Every dispute about the uses and misuses of Holocaust imagery should begin and end like this one: In recent years, survivors’ organizations were perturbed that some Christian translations of the Bible use the word “holocaust” instead of the more modern “burnt offering,” as in “This is the established holocaust that was offered at Mount Sinai” (Numbers 29:6). Long before the Shoa, “holocaust” was a common term for a burnt offering, or any act of complete destruction.

The Catholic Church, for one, could have held its ground and insisted no offense was meant by the inclusion of the word in one of its standard English Bibles. Instead, heeding the survivors’ objections and recognizing that words and meanings evolve over time, editors of the New American Bible — Revised Edition, to be released on March 9, have replaced the word “holocaust” with “burnt offering.”

The American Gathering of Holocaust Survivors and their Descendants welcomed this gracious move. “Holocaust survivors view this subtle but meaningful change as a sensitive gesture by the Catholic Church for which we are grateful,” its vice president said in a statement.

Despite this and a generational revolution in the relationship between Jews and the church, tensions remain — over efforts to beatify Holocaust-era Pope Pius XII, for example. But church leaders deserve praise for refusing to level accusations about “political correctness” or “language police,” and for quietly altering that which caused others pain.

Every politician or pundit who has misappropriated the Holocaust, or wrenched a historical term out of context, or carelessly tossed around references to Nazism, should learn a lesson from the Catholic Church: Words matter, and groups and individuals are entitled to be heard and heeded in matters of language.

▶ [Work to do]
A: In the editorial on Holocaust imagery, what is the release date given for the New American Bible — Revised Edition?
B: Duplicate the part of the editorial on Holocaust imagery starting at "Despite this and" and ending at "caused others pain.".

Collection entries:
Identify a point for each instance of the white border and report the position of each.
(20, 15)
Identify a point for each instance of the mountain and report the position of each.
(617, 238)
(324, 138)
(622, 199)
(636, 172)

▶ [Final results]
A: March 9

B:
Despite this and a generational revolution in the relationship between Jews and the church, tensions remain — over efforts to beatify Holocaust-era Pope Pius XII, for example. But church leaders deserve praise for refusing to level accusations about “political correctness” or “language police,” and for quietly altering that which caused others pain.